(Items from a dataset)
○ ○ ○ ○ ○
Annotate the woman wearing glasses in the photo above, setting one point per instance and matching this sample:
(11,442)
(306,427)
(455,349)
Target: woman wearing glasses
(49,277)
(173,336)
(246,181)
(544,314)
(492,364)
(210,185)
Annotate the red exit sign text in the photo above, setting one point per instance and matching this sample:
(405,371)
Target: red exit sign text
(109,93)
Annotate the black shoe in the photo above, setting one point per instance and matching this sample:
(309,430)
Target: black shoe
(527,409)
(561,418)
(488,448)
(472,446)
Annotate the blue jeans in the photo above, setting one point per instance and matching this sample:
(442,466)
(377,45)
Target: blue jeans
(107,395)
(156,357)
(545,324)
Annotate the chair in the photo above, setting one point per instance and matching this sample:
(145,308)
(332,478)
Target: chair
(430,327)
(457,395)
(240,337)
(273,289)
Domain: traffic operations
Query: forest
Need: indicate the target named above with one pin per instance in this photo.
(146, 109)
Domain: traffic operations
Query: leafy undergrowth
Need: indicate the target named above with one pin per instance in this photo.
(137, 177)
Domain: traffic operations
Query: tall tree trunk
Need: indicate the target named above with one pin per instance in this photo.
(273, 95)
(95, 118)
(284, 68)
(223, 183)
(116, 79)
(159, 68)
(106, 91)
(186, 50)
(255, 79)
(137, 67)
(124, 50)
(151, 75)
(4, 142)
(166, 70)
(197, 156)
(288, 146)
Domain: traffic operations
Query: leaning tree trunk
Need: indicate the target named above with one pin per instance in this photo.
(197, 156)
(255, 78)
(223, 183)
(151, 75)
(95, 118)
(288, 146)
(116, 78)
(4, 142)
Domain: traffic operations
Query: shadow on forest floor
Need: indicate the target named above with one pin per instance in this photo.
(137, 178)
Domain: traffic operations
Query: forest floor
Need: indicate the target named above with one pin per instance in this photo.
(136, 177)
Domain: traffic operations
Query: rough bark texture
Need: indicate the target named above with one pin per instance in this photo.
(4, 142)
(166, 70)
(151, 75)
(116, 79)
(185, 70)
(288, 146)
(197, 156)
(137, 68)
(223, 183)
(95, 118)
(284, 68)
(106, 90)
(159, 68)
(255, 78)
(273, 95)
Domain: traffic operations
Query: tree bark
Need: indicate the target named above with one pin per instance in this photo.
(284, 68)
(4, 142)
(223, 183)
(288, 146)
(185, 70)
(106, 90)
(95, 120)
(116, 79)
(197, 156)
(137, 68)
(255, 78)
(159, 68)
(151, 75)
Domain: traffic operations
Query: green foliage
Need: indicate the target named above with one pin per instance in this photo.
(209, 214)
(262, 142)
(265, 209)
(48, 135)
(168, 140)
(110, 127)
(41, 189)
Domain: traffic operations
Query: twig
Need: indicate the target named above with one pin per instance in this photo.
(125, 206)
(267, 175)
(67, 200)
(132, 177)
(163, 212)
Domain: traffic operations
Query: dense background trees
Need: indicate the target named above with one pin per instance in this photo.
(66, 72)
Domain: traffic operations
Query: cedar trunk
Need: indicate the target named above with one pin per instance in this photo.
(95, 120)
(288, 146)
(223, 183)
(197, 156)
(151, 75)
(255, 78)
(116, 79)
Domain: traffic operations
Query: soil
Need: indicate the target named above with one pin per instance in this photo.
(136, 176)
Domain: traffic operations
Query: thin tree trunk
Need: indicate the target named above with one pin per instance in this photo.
○ ○ ○ ○ ○
_Aim of the exercise_: Above are the records; retype every one exactly.

_Your response_:
Annotate the woman wearing glasses in the photo above, setting one point per instance and matching this sample:
(11,442)
(306,427)
(455,349)
Target: woman wearing glasses
(49,277)
(173,336)
(246,181)
(544,314)
(492,364)
(210,185)
Annotate the red exit sign text in the photo above, setting one point per instance and matching this sample:
(405,371)
Target: red exit sign text
(109,93)
Annotate the black shoe in the photo above, setting one point per instance and matching this sample:
(309,430)
Target: black shoe
(527,409)
(561,418)
(488,448)
(472,446)
Annotate the blue jeans in the photo above, setting one point per instance and matching this sample:
(442,466)
(377,45)
Target: blue jeans
(107,395)
(156,357)
(545,324)
Annotate the chair in the photo above, setting one point per instance and matching this sample:
(145,308)
(332,478)
Target: chair
(430,327)
(457,395)
(240,337)
(273,289)
Domain: traffic operations
Query: forest
Need: indicate the target named above with one pin per instance in this photo.
(146, 109)
Domain: traffic operations
Query: leafy undergrowth
Need: indicate the target named above with one pin per instance in this photo.
(137, 177)
Domain: traffic operations
Query: tall tree trunk
Need: indicate the target named above with one pin per instance in this photo.
(273, 95)
(95, 118)
(284, 68)
(223, 183)
(116, 79)
(159, 68)
(106, 91)
(186, 50)
(255, 79)
(137, 67)
(124, 50)
(151, 75)
(4, 142)
(166, 70)
(197, 156)
(288, 146)
Domain: traffic operations
Query: leaning tree trunk
Need: indicate the target named above with one pin per instance in this photo.
(197, 156)
(255, 78)
(223, 183)
(151, 75)
(95, 118)
(288, 146)
(116, 78)
(4, 142)
Domain: traffic operations
Query: shadow on forest floor
Need: indicate the target named above with one pin per instance in this photo.
(137, 178)
Domain: traffic operations
Query: forest floor
Need: indicate the target named above with one pin per instance in this photo.
(136, 177)
Domain: traffic operations
Query: rough bark texture
Need: indicate the target named above with one pin per instance in this photo.
(4, 142)
(166, 70)
(151, 75)
(116, 79)
(185, 70)
(288, 146)
(197, 156)
(137, 68)
(223, 183)
(95, 118)
(284, 68)
(106, 90)
(159, 68)
(255, 78)
(273, 95)
Domain: traffic operations
Query: tree bark
Need: indicate the target named above with one pin per instance in this photo.
(284, 68)
(4, 142)
(223, 183)
(288, 146)
(185, 70)
(106, 90)
(95, 120)
(116, 79)
(197, 156)
(137, 68)
(255, 78)
(159, 68)
(151, 75)
Domain: traffic operations
Query: green foliage
Need: indicate the target named above with one pin per instance in this photo.
(209, 214)
(262, 142)
(265, 209)
(48, 135)
(168, 140)
(110, 127)
(41, 189)
Domain: traffic operations
Query: twig
Need: indicate the target named above with one pin per instance in this photo.
(125, 206)
(267, 175)
(67, 200)
(132, 177)
(163, 212)
Domain: traffic operations
Query: dense background trees
Need: indicate the target named above with one pin per instance in this photo.
(66, 72)
Domain: traffic operations
Query: cedar trunk
Need: indicate the target named above with one pin per instance in this photo.
(95, 120)
(288, 146)
(223, 183)
(197, 156)
(151, 75)
(255, 78)
(116, 79)
Domain: traffic operations
Query: soil
Need: indicate the target named above with one pin per instance in this photo.
(136, 176)
Domain: traffic operations
Query: thin tree trunk
Need: indicate the target named above with one pin per instance in this photo.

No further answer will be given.